_Short problem_
Output the data below word for word, from its first line through the line that contains "# holes follow the even-odd rule", including both ends.

==== Material shown ====

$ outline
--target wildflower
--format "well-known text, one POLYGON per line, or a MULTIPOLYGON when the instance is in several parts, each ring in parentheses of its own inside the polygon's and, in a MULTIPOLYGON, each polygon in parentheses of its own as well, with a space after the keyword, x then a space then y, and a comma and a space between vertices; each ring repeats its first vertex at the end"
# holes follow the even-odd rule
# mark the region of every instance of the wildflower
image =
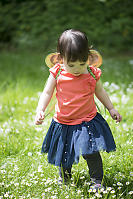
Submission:
POLYGON ((43 170, 42 170, 42 165, 39 165, 39 167, 38 167, 38 172, 43 172, 43 170))
POLYGON ((132 59, 129 60, 129 64, 130 64, 130 65, 133 65, 133 60, 132 60, 132 59))
POLYGON ((15 165, 15 166, 14 166, 14 171, 18 171, 18 170, 19 170, 18 166, 15 165))
POLYGON ((130 182, 126 182, 126 185, 129 185, 130 184, 130 182))
POLYGON ((107 187, 107 191, 111 191, 112 190, 112 187, 107 187))
POLYGON ((32 156, 32 153, 31 153, 31 152, 28 152, 28 156, 32 156))
POLYGON ((95 196, 96 196, 97 198, 102 198, 102 195, 99 194, 99 193, 96 193, 95 196))
POLYGON ((116 195, 113 195, 112 198, 116 198, 116 195))
POLYGON ((5 198, 8 198, 8 197, 9 197, 9 194, 6 192, 6 193, 4 194, 4 197, 5 197, 5 198))
POLYGON ((123 184, 121 182, 117 182, 117 185, 119 186, 123 186, 123 184))
POLYGON ((110 193, 115 193, 115 190, 112 189, 112 191, 110 193))
POLYGON ((78 190, 78 191, 77 191, 77 194, 81 194, 81 191, 80 191, 80 190, 78 190))
POLYGON ((93 192, 93 190, 92 190, 92 189, 89 189, 88 192, 91 193, 91 192, 93 192))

====

_Answer to this task_
$ outline
--target wildflower
--format "well-known text, one POLYGON per line, or a MULTIPOLYGON when the instance is in several parts, each ring in parentheses of its own inside the polygon's and, in a MULTIPOLYGON, each polygon in parentheses of its own as well, with a space after the keyword, x then a space then y, and a comma and a space between vertices; each ring repeats its first vertex at the end"
# holes follow the even-odd rule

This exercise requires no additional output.